■ Texte source
*-*-*

29
juin 1740,
Lettre de Voltaire à Berger,
à propos de Pandore,
XXXV, 470 -

Je ne souhaite point du tout, monsieur, que M. Rameau travaille
vite ; je désire au contraire qu'il prenne tout le
temps nécessaire pour faire un ouvrage qui mette
le comble à sa réputation. Je ne doute pas
qu'il n'ait montré mon poème dans la maison
de M. de la Popelinière et qu'il n'en rapporte des
idées désavantageuses. Je sais que je n'ai
jamais eu l'honneur de plaire à M. de la Popelinière
et qu'il pense sur la poésie tout différemment
de moi. Je ne blâme point son goût, mais j'ai
le malheur qu'il condamne le mien. Si vous en voulez une
preuve, la voici : M. Thieriot m'envoya, il y a quelques
années, des corrections qu'on avait faites dans cette
maison à mon Épître sur la modération.
J'avais dit :
Pourquoi l'aspic affreux, le tigre,
la panthère
N'ont jamais adouci leur cruel caractère,
Et que reconnaissant la main qui le nourrit,
Le chien meurt en léchant le maître qu'il chérit.

*-*-*

■ Consignes
A) Reproduisez fidèlement le passage de la lettre de Voltaire qui s'ouvre sur les mots contenant « Je ne souhaite » et se clôt sur « sur la modération. ».
B) Relevez tous les animaux mentionnés dans la lettre de Voltaire.
C) Résumez sous forme de liste le paragraphe de la lettre de Voltaire qui commence par « Je ne souhaite point du tout », en conservant ses faits principaux.

■ Extrait de données

*-*-*

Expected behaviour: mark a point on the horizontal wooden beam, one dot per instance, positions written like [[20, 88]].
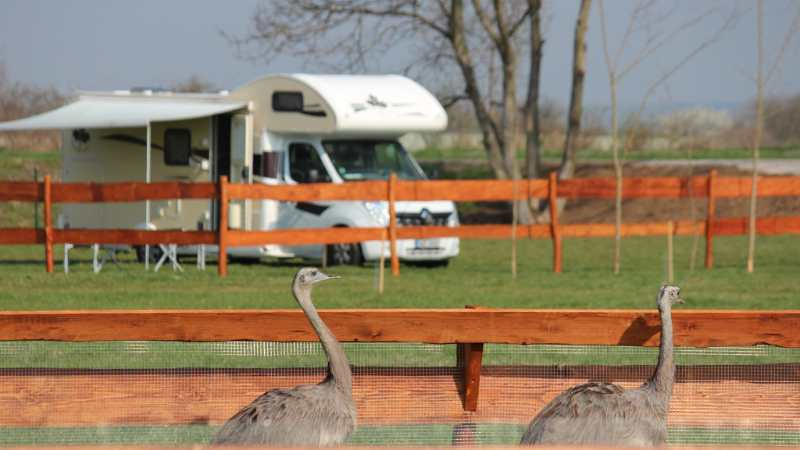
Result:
[[133, 237], [693, 328], [767, 186], [130, 191]]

*-*-*

■ Corrigés
A)
Je ne souhaite point du tout, monsieur, que M. Rameau travaille
vite ; je désire au contraire qu'il prenne tout le
temps nécessaire pour faire un ouvrage qui mette
le comble à sa réputation. Je ne doute pas
qu'il n'ait montré mon poème dans la maison
de M. de la Popelinière et qu'il n'en rapporte des
idées désavantageuses. Je sais que je n'ai
jamais eu l'honneur de plaire à M. de la Popelinière
et qu'il pense sur la poésie tout différemment
de moi. Je ne blâme point son goût, mais j'ai
le malheur qu'il condamne le mien. Si vous en voulez une
preuve, la voici : M. Thieriot m'envoya, il y a quelques
années, des corrections qu'on avait faites dans cette
maison à mon Épître sur la modération.

B) l'aspic, le tigre, la panthère, le chien

C)
- Voltaire ne souhaite pas que M. Rameau travaille vite. Il veut au contraire qu'il prenne tout le temps nécessaire pour produire un ouvrage qui mette le comble à sa réputation.
- Il ne doute pas que Rameau a montré son poème chez M. de la Popelinière et qu'il en rapporte des idées désavantageuses.
- Il n'a jamais plu à M. de la Popelinière, qui pense tout autrement que lui sur la poésie. Il ne blâme pas ce goût, mais celui-ci condamne le sien.
- Pour preuve, M. Thieriot lui a envoyé, il y a quelques années, des corrections faites dans cette maison à son Épître sur la modération.
- Il cite les vers qu'il y avait écrits : l'aspic, le tigre et la panthère n'ont jamais adouci leur cruel caractère, tandis que le chien, reconnaissant envers la main qui le nourrit, meurt en léchant le maître qu'il chérit.